Copy the following lines verbatim, everything from the line containing "Where can the wooden" down to the line containing "point(243, 16)", with both of those lines included.

→ Records shown:
## BEGIN

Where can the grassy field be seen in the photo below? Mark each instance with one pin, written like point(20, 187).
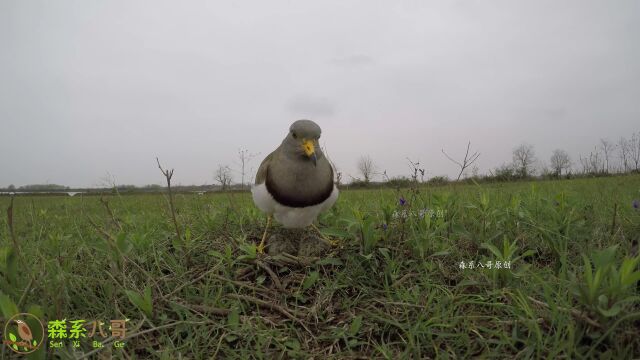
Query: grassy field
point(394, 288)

## END
## BEGIN

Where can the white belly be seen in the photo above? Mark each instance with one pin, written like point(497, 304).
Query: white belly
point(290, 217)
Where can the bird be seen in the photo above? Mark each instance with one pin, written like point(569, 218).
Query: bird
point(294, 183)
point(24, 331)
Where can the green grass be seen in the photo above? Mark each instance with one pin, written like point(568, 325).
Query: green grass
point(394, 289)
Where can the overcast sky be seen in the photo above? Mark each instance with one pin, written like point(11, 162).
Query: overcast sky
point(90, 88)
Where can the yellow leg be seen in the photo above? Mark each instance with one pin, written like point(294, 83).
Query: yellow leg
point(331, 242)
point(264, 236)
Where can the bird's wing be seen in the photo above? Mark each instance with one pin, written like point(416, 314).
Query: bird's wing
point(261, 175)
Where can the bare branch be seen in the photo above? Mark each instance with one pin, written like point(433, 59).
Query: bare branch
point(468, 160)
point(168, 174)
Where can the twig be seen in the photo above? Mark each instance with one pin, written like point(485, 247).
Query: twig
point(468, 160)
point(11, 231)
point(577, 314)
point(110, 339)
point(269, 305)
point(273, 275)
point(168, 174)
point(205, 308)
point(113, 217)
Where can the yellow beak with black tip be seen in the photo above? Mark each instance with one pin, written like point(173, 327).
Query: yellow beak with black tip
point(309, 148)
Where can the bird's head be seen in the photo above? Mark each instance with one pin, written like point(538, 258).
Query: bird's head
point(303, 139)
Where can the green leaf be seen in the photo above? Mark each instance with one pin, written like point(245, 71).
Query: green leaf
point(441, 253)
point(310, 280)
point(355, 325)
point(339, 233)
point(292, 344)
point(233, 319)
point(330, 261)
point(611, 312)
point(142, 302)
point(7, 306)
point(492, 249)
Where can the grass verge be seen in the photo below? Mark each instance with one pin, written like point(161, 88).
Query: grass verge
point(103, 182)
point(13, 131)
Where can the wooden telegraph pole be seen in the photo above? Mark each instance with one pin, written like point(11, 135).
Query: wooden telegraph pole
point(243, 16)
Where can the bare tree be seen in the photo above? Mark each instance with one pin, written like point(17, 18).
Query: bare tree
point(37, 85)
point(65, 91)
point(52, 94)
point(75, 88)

## END

→ Task answer:
Where can the wooden telegraph pole be seen in the photo above? Mark each instance with one pin, written like point(11, 135).
Query: wooden telegraph pole
point(243, 16)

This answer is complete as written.